REQUIRED WORK
Lines from the listing below that contain the string "tiled" are to be reported.

GIVEN ENTRIES
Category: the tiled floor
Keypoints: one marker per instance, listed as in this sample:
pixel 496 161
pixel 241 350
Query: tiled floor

SOLUTION TO THIS EXERCISE
Category: the tiled floor
Query: tiled floor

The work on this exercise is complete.